Thereafter, beginning on June 19, 2020, Prime EFS will make weekly payments of $15,000.00 to the Creditors each Friday for 125
weeks ending with a final payment of $13,556.06 on November 18, 2022 at which time the Outstanding Balance will be paid in full.
Prime EFS is permitted to prepay the Outstanding Balance at any time without penalty.
In
the event that Prime EFS fails to make a scheduled payment or otherwise defaults on its obligations, the remaining Outstanding
Balance shall be due in full within five business days of receipt by Prime EFS of a notice of default from the Creditors. If Prime
EFS does not pay the remaining Outstanding Balance within five business days of receipt of a notice of default, the Creditors
shall be entitled to 9% per annum simple interest on the remaining Outstanding Balance from the date of default and to recover
attorneys’ fees and costs for enforcement.

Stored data
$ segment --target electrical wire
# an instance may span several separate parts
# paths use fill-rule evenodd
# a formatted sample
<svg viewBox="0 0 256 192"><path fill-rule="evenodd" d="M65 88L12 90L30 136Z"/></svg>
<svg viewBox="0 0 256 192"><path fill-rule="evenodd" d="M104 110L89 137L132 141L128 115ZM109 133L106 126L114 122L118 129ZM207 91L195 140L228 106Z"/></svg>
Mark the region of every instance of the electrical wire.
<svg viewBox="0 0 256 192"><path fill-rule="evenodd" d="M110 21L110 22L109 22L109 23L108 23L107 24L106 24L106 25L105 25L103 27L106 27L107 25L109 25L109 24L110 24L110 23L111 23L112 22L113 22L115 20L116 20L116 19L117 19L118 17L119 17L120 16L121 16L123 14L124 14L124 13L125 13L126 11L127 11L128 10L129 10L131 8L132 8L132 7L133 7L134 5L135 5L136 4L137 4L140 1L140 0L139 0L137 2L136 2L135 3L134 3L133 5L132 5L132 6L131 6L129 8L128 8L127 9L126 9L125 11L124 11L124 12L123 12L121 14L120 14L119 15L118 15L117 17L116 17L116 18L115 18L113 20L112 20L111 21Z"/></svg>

» Brief A
According to the payment terms, what has to happen before the Creditors can get 9% interest on the remaining Outstanding Balance? Answer in one to three sentences.
» Brief B
List everything the payment terms say the Creditors are entitled to if Prime EFS fails to pay the remaining balance within five business days of a notice of default.
» Brief C
Reproduce the part of the payment terms starting at "Thereafter, beginning on" and ending at "costs for enforcement.".
The records are separate material and have nothing to do with the payment terms.

» Correct output A
Prime EFS must miss a scheduled payment or otherwise default, and the Creditors must send a notice of default. If Prime EFS then does not pay the remaining Outstanding Balance within five business days of receiving that notice, the Creditors can get 9% per annum simple interest from the date of default.

» Correct output B
- 9% per annum simple interest on the remaining Outstanding Balance from the date of default
- attorneys' fees for enforcement
- costs for enforcement

» Correct output C
Thereafter, beginning on June 19, 2020, Prime EFS will make weekly payments of $15,000.00 to the Creditors each Friday for 125
weeks ending with a final payment of $13,556.06 on November 18, 2022 at which time the Outstanding Balance will be paid in full.
Prime EFS is permitted to prepay the Outstanding Balance at any time without penalty.
In
the event that Prime EFS fails to make a scheduled payment or otherwise defaults on its obligations, the remaining Outstanding
Balance shall be due in full within five business days of receipt by Prime EFS of a notice of default from the Creditors. If Prime
EFS does not pay the remaining Outstanding Balance within five business days of receipt of a notice of default, the Creditors
shall be entitled to 9% per annum simple interest on the remaining Outstanding Balance from the date of default and to recover
attorneys’ fees and costs for enforcement.